▶ **Exercise aim**
Copy out each line exactly as it appears.

Entries on locating named things:
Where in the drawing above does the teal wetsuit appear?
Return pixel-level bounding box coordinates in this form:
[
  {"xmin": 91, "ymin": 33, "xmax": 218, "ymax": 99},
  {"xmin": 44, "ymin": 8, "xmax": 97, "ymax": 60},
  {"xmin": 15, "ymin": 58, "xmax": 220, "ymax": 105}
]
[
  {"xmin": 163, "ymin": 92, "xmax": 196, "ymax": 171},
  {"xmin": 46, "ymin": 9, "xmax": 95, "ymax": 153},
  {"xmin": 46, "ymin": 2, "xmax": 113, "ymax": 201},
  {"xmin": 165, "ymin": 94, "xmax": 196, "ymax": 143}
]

▶ **Result of this exercise**
Where in the drawing above does the teal wetsuit appear?
Return pixel-level bounding box coordinates in this form:
[
  {"xmin": 91, "ymin": 33, "xmax": 218, "ymax": 99},
  {"xmin": 44, "ymin": 8, "xmax": 97, "ymax": 60},
  {"xmin": 15, "ymin": 58, "xmax": 220, "ymax": 105}
]
[
  {"xmin": 163, "ymin": 92, "xmax": 196, "ymax": 171},
  {"xmin": 46, "ymin": 9, "xmax": 95, "ymax": 153},
  {"xmin": 46, "ymin": 2, "xmax": 113, "ymax": 201},
  {"xmin": 165, "ymin": 94, "xmax": 196, "ymax": 143}
]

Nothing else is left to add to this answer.